TASK INSTRUCTIONS: Nothing may be dropped or altered: reproduce all the data.
══════════════════════════════
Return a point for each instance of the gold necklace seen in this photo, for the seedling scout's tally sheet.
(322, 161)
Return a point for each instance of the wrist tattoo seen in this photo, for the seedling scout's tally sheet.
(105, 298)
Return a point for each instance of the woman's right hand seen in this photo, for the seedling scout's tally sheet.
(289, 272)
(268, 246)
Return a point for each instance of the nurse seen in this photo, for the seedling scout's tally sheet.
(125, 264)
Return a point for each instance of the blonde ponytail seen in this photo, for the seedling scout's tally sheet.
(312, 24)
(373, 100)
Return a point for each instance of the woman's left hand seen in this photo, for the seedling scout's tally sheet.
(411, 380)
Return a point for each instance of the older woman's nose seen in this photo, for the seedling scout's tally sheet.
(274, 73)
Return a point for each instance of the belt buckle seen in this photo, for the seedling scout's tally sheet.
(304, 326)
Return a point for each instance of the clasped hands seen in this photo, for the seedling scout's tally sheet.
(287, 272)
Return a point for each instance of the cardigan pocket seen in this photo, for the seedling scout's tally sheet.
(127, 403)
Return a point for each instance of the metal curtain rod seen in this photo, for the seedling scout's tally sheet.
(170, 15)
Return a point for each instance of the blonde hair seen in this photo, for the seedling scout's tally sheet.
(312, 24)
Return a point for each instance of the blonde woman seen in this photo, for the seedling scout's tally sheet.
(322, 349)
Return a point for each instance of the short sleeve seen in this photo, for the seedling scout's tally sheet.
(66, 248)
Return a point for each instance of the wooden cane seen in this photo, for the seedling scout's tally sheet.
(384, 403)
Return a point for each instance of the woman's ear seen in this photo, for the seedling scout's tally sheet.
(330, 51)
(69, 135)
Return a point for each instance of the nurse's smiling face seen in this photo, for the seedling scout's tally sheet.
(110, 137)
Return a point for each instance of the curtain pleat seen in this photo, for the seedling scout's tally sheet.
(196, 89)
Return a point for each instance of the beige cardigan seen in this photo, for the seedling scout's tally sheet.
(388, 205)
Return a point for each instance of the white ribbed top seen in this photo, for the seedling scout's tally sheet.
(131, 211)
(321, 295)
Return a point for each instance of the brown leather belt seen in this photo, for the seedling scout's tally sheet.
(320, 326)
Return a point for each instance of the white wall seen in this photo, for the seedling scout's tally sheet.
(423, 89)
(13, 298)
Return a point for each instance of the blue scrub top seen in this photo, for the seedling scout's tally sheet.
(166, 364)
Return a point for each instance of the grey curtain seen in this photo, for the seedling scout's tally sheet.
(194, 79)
══════════════════════════════
ANSWER TO THIS PROBLEM:
Return a point for each instance of the gold necklace seen in this photo, for the seedling scout's tally sheet.
(322, 161)
Return a point for each instance of the wrist tattoo seen in this photo, for the seedling scout's tally sheet.
(105, 298)
Return a point for each instance of the woman's right hand seen in this photo, for the seedling scout's tally sheet.
(289, 272)
(268, 246)
Return a point for each instance of the nurse seen in this photo, for the seedling scout's tally sheet.
(125, 264)
Return a point for each instance of the blonde ponytail seen in this photo, for the seedling scout's tally sheet.
(312, 24)
(373, 100)
Return a point for each instance of the woman's left hand seen in this photo, for the seedling scout's tally sheet.
(411, 380)
Return a point for each instance of the older woman's nose seen in this photo, for the seedling scout's tally sheet.
(274, 73)
Return a point for each instance of the belt buckle seen in this photo, for the seedling scout's tally sheet.
(304, 326)
Return a point for each instance of the clasped hands seen in this photo, for the seedling scout's tally sheet.
(287, 272)
Return a point for each instance of the cardigan pocket seen in this photo, for the seedling scout's tally sheet.
(127, 403)
Return a point for each instance of the metal curtain rod seen in this photo, for the seedling scout's tally sheet.
(170, 15)
Return a point for each instance of the blonde hair seen in this photo, for the seedling scout's tally sheet.
(312, 24)
Return a point for each instance of the blonde woman seen in this photo, for the seedling scout's tally sheet.
(322, 349)
Return a point for each instance of the short sleeve seen in this photo, for the seedling scout's tally sheet.
(66, 248)
Return a point for each instance of the wooden cane seen in this photo, for the seedling scout's tally sheet.
(384, 403)
Return a point for each instance of the woman's ear seen in this photo, for the seedling scout's tally sheet.
(330, 51)
(69, 135)
Return a point for each instance of the nurse's smiling face seen in this photo, for the seedling scout's tally sheet.
(110, 137)
Return a point for each instance of the curtain pleat seen in this photo, for the seedling scout's tally sheet.
(196, 89)
Return a point for each instance of the beige cardigan seen in this photo, for the seedling scout's tally sheet.
(388, 205)
Return a point for each instance of the white ribbed top seen in this photo, for the seedling scout's tally sheet.
(131, 211)
(321, 295)
Return a point for each instance of the brown leather belt seen in this photo, for the seedling scout's tally sheet.
(320, 326)
Return a point for each instance of the white wall seen in this photo, for the seedling scout's tally sheet.
(423, 89)
(13, 298)
Return a point for each instance of the blue scrub top seen in this photo, for the seedling scout's tally sheet.
(166, 364)
Return a point for each instance of the grey curtain seen in this photo, for the seedling scout's tally sheet.
(194, 79)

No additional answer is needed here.